— WORK INSTRUCTIONS —
What should come back is the data below, word for word, minus any picture.

(Photo-based referring expression data)
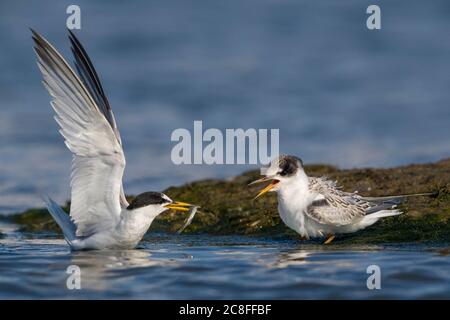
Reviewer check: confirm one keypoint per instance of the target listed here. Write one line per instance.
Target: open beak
(179, 206)
(273, 183)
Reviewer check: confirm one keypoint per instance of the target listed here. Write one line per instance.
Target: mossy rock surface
(227, 206)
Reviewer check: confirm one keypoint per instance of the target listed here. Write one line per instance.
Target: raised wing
(91, 81)
(99, 162)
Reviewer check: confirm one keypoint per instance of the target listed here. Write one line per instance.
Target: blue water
(200, 267)
(339, 94)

— YOUR RESPONSE —
Reviewer check: confirm one keypoint per instance of the target listed here. Write one line per instance.
Target: open beak
(179, 206)
(273, 183)
Reviewer check: confirm one keypoint per instance of the target listed here. Write one line per instance.
Target: mossy rock surface
(227, 206)
Reviewer check: confirm one keypoint per instance of the target listed here. Write one line per instance.
Target: raised wing
(91, 81)
(99, 162)
Reviewer check: confirm one keypoint per instance of the target listed here. Write one line per instance.
Target: blue water
(200, 267)
(339, 94)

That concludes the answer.